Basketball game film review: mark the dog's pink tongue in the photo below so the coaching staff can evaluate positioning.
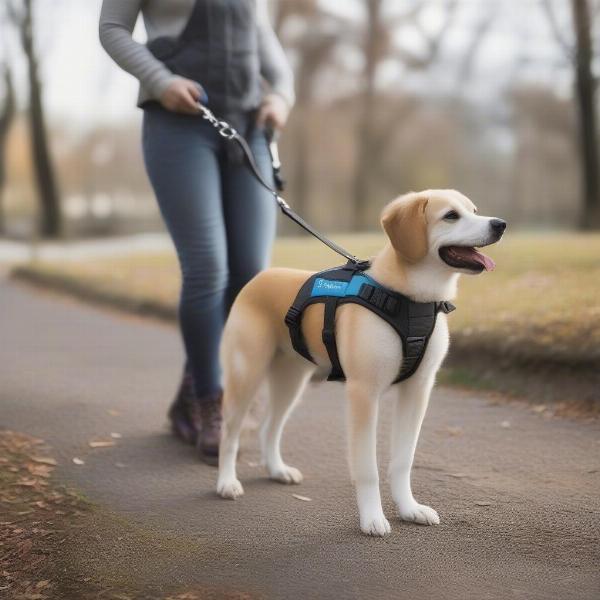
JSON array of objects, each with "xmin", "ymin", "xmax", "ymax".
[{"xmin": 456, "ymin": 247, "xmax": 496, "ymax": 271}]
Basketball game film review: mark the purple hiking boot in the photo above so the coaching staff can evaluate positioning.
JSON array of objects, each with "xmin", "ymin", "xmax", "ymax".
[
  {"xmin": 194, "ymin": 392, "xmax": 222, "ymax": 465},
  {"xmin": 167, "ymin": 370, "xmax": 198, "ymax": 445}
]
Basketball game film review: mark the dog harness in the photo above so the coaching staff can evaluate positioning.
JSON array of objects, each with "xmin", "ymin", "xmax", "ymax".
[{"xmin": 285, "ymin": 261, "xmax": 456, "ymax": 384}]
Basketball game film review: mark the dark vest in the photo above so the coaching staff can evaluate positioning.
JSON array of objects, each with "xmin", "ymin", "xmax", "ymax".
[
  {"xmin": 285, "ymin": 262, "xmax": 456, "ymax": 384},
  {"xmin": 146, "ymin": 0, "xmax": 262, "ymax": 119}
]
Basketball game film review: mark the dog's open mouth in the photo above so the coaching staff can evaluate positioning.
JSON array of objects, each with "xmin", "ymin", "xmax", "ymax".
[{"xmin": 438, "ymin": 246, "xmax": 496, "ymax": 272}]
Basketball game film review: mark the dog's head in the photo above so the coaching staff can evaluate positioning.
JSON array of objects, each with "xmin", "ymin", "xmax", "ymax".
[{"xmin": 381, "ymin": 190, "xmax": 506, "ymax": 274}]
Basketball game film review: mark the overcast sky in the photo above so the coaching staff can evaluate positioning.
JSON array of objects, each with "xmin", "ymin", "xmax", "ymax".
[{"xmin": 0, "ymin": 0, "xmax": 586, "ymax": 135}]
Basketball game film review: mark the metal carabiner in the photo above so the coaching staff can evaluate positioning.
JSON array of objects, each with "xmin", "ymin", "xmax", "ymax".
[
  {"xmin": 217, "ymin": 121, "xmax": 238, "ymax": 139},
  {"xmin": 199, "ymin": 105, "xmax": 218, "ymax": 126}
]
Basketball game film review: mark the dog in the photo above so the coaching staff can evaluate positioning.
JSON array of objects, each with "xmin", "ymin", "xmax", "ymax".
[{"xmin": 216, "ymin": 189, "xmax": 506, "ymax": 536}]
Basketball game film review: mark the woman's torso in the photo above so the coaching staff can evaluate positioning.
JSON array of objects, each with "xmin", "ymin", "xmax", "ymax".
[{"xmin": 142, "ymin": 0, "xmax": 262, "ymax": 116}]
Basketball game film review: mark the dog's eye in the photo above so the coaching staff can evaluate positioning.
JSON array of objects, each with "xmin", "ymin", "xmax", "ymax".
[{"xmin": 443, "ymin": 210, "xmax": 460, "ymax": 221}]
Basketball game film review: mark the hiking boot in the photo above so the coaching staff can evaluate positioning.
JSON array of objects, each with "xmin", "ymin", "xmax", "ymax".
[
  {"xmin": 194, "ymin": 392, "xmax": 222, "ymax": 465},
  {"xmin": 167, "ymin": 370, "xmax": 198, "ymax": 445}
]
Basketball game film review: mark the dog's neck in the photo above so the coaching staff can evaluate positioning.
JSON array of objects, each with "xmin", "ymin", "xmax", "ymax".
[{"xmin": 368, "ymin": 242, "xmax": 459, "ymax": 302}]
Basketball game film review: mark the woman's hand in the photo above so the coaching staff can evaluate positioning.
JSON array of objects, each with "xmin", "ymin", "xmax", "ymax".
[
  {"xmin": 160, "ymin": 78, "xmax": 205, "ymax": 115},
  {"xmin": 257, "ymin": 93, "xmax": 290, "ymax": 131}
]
□ □ □
= THE TASK =
Report every line in the data above in which the word "woman" appears.

= SOLUTION TO THE EXERCISE =
Basketball game film review: mark the woman's torso in the photo above so the coaching staff can evaluate positioning.
Basketball game film review: mark the woman's hand in the photo above so the coaching staff can evaluate positioning.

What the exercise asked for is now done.